> [Task] Copy every record below exactly, leaving out any pictures.

> [Provided records]
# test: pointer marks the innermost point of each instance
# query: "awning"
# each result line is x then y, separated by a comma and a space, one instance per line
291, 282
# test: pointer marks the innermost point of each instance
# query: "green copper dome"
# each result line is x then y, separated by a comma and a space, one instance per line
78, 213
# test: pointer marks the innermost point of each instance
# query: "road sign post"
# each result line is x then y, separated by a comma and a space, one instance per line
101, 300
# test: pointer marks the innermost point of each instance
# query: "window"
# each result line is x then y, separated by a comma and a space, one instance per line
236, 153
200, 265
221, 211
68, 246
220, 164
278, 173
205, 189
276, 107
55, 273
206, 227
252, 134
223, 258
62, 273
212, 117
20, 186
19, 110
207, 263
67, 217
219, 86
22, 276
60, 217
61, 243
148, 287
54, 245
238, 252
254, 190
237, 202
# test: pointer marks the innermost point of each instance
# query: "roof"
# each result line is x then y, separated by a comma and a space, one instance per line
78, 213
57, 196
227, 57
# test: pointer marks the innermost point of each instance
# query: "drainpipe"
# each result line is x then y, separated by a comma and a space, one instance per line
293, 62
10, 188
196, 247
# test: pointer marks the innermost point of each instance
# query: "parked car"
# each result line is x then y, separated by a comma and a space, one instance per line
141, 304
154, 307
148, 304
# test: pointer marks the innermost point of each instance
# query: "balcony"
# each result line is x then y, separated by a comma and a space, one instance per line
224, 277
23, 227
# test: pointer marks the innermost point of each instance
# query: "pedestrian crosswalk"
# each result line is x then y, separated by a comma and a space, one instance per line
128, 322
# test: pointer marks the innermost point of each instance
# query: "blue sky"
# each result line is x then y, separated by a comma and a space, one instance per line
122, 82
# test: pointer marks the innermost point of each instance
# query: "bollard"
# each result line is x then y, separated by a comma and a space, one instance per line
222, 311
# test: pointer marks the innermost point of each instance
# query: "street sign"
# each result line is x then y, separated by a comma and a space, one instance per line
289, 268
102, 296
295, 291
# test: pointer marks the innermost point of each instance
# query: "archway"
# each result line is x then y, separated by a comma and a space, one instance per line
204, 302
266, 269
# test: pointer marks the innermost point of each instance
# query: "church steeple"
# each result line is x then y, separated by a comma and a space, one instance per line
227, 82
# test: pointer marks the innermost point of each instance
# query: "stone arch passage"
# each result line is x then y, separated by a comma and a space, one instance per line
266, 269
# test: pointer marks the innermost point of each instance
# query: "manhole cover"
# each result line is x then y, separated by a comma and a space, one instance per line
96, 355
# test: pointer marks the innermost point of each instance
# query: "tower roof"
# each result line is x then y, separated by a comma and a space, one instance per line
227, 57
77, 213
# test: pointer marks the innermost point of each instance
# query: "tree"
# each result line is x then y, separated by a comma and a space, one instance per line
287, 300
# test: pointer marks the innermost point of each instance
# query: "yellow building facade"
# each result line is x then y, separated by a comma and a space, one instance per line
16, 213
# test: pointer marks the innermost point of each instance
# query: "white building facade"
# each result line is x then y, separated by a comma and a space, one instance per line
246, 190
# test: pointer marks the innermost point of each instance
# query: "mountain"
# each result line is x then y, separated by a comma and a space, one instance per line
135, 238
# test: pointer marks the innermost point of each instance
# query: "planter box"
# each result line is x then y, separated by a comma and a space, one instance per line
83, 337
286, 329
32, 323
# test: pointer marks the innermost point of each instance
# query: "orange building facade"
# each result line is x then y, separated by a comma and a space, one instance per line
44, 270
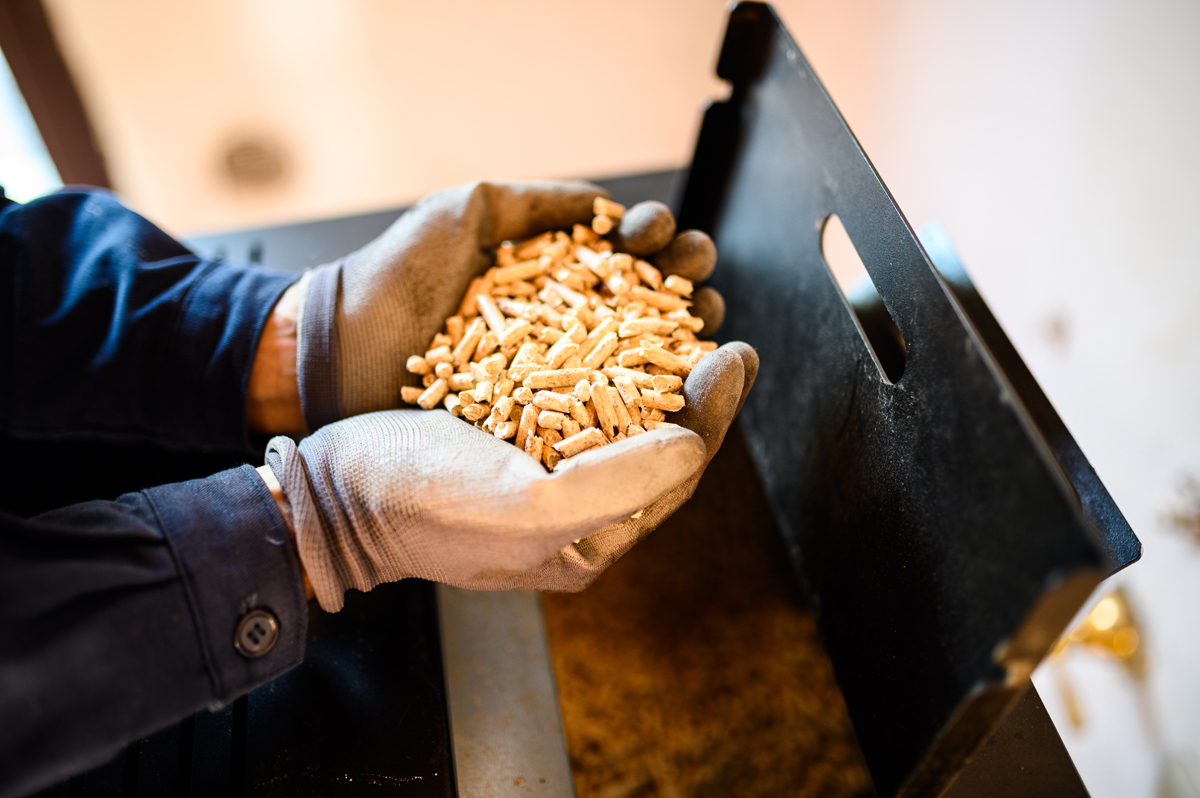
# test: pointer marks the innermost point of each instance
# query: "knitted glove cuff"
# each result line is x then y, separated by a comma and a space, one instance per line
312, 539
317, 363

> [Answer to the problem]
# test: pointer marks the innermost point of each instance
# query: "awning"
# each result line is x then y, separated by a comma and a space, one instance per line
291, 282
# test: pointer marks the innermost point of each instance
# query: "green copper dome"
# each result line is x then y, separated by a comma and a space, one instance per line
78, 213
# test: pointer marks the innermost point of each instance
# query: "road sign post"
# each result line is x then y, separated by a comma and a space, one instance per line
101, 300
# test: pointer marks the innermost point of each instance
# query: "window"
# each result line is x then y, separated by a comma and a space, one instance per line
236, 153
200, 265
221, 211
68, 246
220, 164
278, 173
205, 189
276, 107
55, 273
206, 227
252, 134
223, 258
62, 273
212, 117
20, 186
19, 110
207, 263
67, 217
219, 86
22, 276
60, 217
61, 243
148, 287
54, 245
238, 252
254, 190
237, 202
# test: pointer marks the innermost point of each instance
# query: "roof"
# each result line is x then y, separated by a comma and a space, one instance per line
78, 213
57, 196
227, 57
# test: pointer marks the innermost point of each instance
# query: "drainpipe"
# each result line is x then y, separated by a comma and a space, one instance per line
293, 62
10, 188
196, 247
# test: pointer marks the innermost point of each instance
# query: "parked car"
# each result line is x then y, separated by a comma and a space, one instance per line
141, 304
154, 307
148, 304
# test: pointer marks the innermost point of each instance
# query: "balcony"
# each result line is x then y, separated by a comma and a space, one instance per line
224, 277
23, 227
# test: pointer marks the innermost point of each instance
# query: "pedestrian crosswalk"
# each result line is x then y, separated by a comma and a space, one instance per line
128, 322
# test: pointer marks the innermost point of each instance
# query: "blue sky"
# each result line is x then y, separated by a comma and a space, one instance per line
122, 82
# test: pointer marks the innermost point of each instance
# query: "bollard"
# each result line is x then y, separated by a comma and a space, one instance per line
222, 311
# test: pointer marks the innermost point of each instance
# query: "street sign"
# each result line is x then y, separated by a comma and a space, one instance per line
289, 268
102, 296
295, 291
# test: pointer marks the innermost point of each instance
# query: "archway"
# each result line is x then y, separated by a comma and a space, one instance per line
204, 302
266, 269
# test: pointer marks the innermost point of each instance
# query: "church steeple"
# each result line is x then y, separated by a comma and a space, one instance per line
227, 82
# test: pointer marks the innermost point of each instance
# query: "stone arch passage"
# each result line is x then y, separated by a comma and a space, one instance per line
266, 269
# test: pointer marks the innermost point of each instance
# query: "manhole cover"
# each result line is x then y, separated by a comma and a space, one instance per line
96, 355
# test: pointer marks the innermost point of each instance
# query: "tower roof"
# each result line is x then y, separated by a comma and a space, one instance per line
227, 57
77, 213
# test: pointer marks the innermost point of each instance
# query: "tree"
# each result line is x then y, separated by a comma and a space, one instance per line
287, 300
# test: pointer marks the innermost point of each instance
# query: "yellow building facade"
# each result line is x then y, separated by a comma and a space, one instance per line
16, 213
# test: pointer marks the innermost point of each instance
# query: "white building facade"
# each result line is x then y, separated by a comma and a space, one instance per line
246, 190
# test: pointer marks the innermost point of each instance
# query: "mountain"
# each result line is x then y, separated by a comma and a space, one instance per line
135, 238
# test: pointer marks the innermost point of each instance
# query: "planter box"
# each result line is x then y, separated by a comma and a space, one instance per line
83, 337
286, 329
32, 323
# test: pointer marks the innermost point of each instance
# query: "orange building facade"
# each result line is x then y, separated by a comma and a space, one instance per line
44, 270
# test: pointer marks the innermost point of each instance
# query: "knitted glove cuff"
# each result line is x then y, separated by a comma and a space, one instance per line
312, 539
317, 363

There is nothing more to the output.